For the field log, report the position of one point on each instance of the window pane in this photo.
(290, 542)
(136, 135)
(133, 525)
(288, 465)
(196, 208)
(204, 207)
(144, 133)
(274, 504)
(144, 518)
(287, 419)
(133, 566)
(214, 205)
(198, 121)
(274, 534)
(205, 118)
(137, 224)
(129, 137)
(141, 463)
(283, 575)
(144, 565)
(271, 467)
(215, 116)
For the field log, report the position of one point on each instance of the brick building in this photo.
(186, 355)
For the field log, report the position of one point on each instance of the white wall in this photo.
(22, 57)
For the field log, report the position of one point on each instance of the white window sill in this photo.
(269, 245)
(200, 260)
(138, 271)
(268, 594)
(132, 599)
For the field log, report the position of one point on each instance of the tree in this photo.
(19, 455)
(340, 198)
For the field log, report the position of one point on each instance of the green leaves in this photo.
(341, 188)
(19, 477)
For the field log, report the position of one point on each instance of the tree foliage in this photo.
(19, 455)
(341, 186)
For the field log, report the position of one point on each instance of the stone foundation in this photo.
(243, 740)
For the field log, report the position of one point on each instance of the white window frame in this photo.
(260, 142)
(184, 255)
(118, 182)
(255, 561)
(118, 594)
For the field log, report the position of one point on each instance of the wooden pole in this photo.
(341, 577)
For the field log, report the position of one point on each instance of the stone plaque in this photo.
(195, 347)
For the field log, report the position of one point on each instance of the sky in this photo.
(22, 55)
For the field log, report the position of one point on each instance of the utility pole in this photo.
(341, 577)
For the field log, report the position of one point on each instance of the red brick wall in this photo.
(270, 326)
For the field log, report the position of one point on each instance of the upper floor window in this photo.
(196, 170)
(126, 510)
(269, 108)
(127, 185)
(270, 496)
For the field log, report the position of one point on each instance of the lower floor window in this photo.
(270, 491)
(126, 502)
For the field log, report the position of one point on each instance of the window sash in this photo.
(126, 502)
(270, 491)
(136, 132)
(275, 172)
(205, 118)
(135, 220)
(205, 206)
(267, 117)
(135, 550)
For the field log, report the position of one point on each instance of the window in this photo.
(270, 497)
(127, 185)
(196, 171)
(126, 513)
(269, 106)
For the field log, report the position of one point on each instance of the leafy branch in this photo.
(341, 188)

--

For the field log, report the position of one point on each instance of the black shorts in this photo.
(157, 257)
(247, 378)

==

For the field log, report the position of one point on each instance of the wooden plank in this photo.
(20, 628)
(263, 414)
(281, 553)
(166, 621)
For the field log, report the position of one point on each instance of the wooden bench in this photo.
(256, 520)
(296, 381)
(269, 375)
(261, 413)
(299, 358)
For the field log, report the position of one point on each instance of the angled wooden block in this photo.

§ Task description
Return exactly the lines above from the line that has "bench in this photo." through the line that has "block in this photo.", inclusive, and nothing else.

§ Written reply
For the field log, report the position of one point on each instance of the wooden bench in this photo.
(256, 520)
(296, 381)
(269, 375)
(261, 413)
(299, 358)
For the field log, report the position of one point on each instance of the angled wooden block in this photo.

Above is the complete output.